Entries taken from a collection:
---------------

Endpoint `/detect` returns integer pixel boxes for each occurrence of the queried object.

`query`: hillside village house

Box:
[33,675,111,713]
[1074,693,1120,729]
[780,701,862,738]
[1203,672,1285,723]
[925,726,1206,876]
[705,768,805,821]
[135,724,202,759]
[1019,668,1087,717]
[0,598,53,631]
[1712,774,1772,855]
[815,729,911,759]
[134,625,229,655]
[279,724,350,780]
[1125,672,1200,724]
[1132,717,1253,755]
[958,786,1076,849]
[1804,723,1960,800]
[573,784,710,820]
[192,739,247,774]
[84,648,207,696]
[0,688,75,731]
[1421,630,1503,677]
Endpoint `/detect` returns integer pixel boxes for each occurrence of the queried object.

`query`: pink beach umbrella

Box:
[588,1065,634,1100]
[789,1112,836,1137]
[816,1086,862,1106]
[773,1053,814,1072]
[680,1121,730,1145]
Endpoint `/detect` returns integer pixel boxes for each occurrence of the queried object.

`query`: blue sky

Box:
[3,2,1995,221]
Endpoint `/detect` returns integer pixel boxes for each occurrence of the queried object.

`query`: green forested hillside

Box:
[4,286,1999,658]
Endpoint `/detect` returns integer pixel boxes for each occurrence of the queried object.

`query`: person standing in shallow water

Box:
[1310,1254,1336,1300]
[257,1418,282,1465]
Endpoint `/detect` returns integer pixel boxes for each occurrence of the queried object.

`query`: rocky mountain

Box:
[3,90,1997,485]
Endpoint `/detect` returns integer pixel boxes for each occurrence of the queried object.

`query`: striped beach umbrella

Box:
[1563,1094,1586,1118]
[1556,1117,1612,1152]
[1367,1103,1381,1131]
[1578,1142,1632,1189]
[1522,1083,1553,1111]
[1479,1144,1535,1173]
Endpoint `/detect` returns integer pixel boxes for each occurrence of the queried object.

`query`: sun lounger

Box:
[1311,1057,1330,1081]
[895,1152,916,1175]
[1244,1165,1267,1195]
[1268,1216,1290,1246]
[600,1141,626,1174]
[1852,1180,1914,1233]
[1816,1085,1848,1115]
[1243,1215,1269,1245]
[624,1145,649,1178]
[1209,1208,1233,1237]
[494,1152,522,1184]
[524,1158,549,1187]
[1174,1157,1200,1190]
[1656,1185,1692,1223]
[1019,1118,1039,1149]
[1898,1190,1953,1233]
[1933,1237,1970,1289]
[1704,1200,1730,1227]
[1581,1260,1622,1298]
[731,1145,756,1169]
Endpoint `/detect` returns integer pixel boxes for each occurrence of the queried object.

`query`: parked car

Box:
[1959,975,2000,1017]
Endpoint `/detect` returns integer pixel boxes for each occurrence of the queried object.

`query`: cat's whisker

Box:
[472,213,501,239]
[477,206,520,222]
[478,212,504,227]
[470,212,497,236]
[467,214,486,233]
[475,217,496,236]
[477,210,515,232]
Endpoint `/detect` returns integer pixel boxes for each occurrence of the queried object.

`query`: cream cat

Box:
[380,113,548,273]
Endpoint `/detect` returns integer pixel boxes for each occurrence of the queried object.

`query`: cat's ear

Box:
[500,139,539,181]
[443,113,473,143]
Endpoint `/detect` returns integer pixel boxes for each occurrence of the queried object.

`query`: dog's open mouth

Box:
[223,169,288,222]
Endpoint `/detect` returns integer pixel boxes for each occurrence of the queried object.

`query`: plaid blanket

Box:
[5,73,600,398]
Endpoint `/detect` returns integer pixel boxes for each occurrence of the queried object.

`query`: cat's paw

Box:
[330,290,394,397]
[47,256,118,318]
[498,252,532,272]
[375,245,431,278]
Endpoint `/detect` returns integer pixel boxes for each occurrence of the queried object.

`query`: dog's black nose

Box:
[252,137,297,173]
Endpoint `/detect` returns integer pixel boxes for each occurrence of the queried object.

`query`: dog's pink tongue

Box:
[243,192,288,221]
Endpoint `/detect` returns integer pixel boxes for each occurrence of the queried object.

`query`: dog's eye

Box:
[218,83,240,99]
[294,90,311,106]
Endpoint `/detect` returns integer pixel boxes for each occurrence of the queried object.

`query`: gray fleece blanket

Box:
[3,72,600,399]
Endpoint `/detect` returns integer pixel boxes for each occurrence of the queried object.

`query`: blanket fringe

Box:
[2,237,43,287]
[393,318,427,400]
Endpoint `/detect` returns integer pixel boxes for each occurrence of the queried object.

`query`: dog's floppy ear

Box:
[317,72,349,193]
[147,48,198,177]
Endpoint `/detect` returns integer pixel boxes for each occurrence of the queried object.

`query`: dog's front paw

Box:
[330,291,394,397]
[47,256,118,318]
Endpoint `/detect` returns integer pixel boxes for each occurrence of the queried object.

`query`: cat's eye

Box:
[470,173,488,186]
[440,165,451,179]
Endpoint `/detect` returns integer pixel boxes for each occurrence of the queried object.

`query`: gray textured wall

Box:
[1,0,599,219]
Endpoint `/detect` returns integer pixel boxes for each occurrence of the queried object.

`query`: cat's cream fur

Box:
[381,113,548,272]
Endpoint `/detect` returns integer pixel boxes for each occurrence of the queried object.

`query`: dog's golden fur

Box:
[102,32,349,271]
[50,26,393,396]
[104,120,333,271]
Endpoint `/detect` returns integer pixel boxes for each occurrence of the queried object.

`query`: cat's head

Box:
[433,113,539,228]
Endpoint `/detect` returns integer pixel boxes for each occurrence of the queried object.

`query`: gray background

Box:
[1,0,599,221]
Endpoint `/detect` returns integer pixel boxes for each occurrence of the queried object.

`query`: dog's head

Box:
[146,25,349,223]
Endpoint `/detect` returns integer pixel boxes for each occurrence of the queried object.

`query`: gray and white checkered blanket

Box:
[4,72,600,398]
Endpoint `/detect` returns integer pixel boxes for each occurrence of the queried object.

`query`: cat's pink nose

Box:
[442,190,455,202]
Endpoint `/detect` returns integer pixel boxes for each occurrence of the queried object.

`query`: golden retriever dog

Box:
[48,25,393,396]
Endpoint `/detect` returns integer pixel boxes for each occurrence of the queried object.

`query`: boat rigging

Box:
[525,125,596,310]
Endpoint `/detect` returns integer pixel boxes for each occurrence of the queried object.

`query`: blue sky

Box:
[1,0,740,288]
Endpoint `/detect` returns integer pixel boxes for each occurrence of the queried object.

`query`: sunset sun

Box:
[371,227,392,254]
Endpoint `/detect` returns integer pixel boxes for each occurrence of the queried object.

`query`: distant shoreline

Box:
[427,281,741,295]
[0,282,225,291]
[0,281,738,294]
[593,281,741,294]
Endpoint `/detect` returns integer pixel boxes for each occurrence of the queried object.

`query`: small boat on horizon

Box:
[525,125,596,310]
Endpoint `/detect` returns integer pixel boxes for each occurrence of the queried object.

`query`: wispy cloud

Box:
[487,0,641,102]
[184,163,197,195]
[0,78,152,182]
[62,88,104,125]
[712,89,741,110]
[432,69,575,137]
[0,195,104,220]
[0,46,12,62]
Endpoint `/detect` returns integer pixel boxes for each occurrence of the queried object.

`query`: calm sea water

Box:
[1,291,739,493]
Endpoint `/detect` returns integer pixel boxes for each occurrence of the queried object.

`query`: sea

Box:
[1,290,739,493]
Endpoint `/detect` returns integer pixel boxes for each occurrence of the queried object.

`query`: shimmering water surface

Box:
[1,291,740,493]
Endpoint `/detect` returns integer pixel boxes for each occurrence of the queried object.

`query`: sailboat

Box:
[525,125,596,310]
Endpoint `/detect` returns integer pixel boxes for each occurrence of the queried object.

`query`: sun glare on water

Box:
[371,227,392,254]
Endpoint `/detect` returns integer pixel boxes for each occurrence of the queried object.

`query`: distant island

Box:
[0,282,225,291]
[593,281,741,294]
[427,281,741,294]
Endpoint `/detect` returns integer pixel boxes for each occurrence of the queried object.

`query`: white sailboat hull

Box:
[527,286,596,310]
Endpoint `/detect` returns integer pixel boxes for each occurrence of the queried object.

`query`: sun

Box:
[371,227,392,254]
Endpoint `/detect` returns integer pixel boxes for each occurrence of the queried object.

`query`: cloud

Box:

---------------

→ TASK INSTRUCTIONS
Extract each line holding the word "gray" from the records.

→ EXERCISE RESPONSE
`query`: gray fleece blanket
`query`: gray textured wall
`query`: gray background
`query`: gray and white checkered blanket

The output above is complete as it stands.